--- Задание 1 ---
Сколько строк в списке ниже содержат слово «tree»? Подсчитайте и укажите только число.

--- Исходный текст ---
Искусство практически безгранично в своих средствах нравственного воздействия. Чаще всего оно добивается такого воздействия благодаря окруженному писательской симпатией герою, который назначен побудить читателей так же поступать и чувствовать. А иногда это, наоборот, «антигерой», отвращающий нас от того поведения, которое он демонстрирует. Возможен и такой герой, с одними поступками которого мы соглашаемся, с другими нет. Иные герои тверды и неизменны в своих воззрениях, другие на наших глазах меняют свои взгляды под воздействием меняющихся обстоятельств. В любом случае талантливо изображенный персонаж может содействовать укреплению нравственных начал в читателе. Что вы думаете по этому поводу, пробовали ли вы силы во всех этих возможностях воздействия или вам по-писательски ближе какой-то один из них?

— Долгое время в литературе бытовал конфликт: одиночка-индивидуалист, зараженный эгоизмом, — и коллектив. Эгоист, конечно, болен, коллектив, разумеется, всегда и неизменно здоров. Такова была схема конфликта, разрешение которого могло быть двояким: эгоист выздоравливал или же погибал. Я, грешный, тоже отдал дань такой схеме. А миллионный читатель схематичной литературы ничего не принимал на свой счет: он твердо считал себя частицей здорового коллектива.

Эгоисты — всегда другие.

--- Исходный список ---
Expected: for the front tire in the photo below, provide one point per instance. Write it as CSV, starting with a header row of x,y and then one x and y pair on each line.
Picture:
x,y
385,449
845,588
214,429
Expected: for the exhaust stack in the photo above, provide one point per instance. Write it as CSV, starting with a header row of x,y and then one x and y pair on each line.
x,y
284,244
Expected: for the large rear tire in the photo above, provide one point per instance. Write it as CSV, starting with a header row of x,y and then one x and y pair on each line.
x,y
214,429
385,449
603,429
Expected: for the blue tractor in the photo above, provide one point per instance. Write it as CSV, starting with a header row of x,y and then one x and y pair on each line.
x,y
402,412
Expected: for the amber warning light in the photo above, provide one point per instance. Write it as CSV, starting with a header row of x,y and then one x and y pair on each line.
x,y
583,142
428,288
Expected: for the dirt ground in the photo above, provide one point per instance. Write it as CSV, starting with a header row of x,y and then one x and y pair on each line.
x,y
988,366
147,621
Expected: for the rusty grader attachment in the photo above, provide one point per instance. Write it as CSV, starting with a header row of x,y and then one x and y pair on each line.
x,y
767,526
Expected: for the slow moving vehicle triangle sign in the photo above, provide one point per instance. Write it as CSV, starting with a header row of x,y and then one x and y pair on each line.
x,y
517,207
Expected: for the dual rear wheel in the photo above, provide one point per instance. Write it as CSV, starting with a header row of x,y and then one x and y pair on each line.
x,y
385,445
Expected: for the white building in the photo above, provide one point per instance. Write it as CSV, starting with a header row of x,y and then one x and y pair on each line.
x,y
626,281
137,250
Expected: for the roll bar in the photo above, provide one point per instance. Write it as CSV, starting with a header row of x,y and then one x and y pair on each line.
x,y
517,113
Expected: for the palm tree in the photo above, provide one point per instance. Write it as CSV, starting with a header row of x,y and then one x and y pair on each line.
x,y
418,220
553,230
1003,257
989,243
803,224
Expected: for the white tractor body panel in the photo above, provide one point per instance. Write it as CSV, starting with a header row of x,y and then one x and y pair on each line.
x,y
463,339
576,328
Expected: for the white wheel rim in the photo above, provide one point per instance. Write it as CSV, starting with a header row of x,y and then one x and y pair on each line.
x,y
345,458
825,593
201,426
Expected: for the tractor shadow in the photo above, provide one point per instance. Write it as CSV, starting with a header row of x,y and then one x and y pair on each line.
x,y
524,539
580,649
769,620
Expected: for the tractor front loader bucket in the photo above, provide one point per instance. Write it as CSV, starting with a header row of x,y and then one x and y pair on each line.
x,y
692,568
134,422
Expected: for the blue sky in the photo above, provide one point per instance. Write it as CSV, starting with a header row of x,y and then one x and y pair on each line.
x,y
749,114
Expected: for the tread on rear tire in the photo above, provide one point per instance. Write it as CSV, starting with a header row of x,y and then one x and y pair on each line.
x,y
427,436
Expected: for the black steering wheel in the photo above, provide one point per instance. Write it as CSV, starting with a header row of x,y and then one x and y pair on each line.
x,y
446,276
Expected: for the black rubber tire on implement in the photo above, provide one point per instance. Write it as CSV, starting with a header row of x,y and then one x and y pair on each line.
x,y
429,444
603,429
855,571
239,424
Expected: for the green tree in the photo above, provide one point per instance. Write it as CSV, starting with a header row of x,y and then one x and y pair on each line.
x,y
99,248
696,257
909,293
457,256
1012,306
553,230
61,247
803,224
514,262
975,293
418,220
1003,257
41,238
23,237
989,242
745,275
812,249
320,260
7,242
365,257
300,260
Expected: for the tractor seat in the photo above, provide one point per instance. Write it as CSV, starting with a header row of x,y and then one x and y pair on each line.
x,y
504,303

--- Задание 2 ---
Допишите, что следует дальше в тексте выше о нравственном воздействии искусства.

--- Ответ 1 ---
2

--- Ответ 2 ---
Между тем литература, если уж говорить о ее воспитательном значении, должна брать за живое каждого.

Читателю должно быть не по себе, он должен поеживаться и думать: «Черт возьми, это как будто про меня…» Надо выволакивать на свет божий не эгоистов, а эгоизм — то, что существует в той или иной степени в каждом. Чехов говорил, что выдавливал из себя по капле раба. Что это значит? Что могло быть рабского в великом писателе, благородном и независимом? И, однако, он замечал в себе и в окружающих людях нечто, вызывавшее его ненависть. «Раба» — сказано чересчур сильно. Но это преувеличение от ненависти. Выдавливать из себя раба Чехов мог только одним способом: при помощи литературы. Он писал о других людях, о многих, разных, видел в них нечто, что раздражало его в себе самом и в своих близких, знакомых, и таким образом — по капле — это происходило.

Неверно видеть в этом замечании Чехова намек на его происхождение: из крепостных. Лев Толстой, графского рода, тоже всю жизнь выдавливал из себя раба. Это замечание — литературное кредо.

Современный эгоизм, как и раб в чеховском понимании, заслуживает того же: выдавливать его по капле[61].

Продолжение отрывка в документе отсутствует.